→ ASSIGNED TASK
Could the data below be copied out in full, word for word?

[[ SUPPLIED ENTRIES, beginning ]]

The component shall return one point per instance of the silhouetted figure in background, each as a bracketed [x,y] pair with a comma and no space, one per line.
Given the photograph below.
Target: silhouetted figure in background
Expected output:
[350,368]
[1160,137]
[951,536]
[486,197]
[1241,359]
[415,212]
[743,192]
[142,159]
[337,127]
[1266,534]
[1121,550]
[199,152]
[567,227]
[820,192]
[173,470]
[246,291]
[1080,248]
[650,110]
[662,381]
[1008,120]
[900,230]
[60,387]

[[ SUPPLIED ENTRIES, end ]]

→ SOLUTION TO THE EXERCISE
The component shall return one point per instance of the silhouetted figure in background, each as a bracketed [x,y] pair with a comma and no space, one per line.
Given the photograph below.
Target: silhouetted figure in background
Expected output:
[350,368]
[1160,137]
[951,536]
[486,197]
[1241,359]
[415,212]
[743,192]
[142,159]
[337,127]
[1266,534]
[1121,550]
[199,152]
[567,227]
[820,192]
[173,470]
[246,291]
[1080,248]
[650,110]
[662,381]
[1008,120]
[900,230]
[60,387]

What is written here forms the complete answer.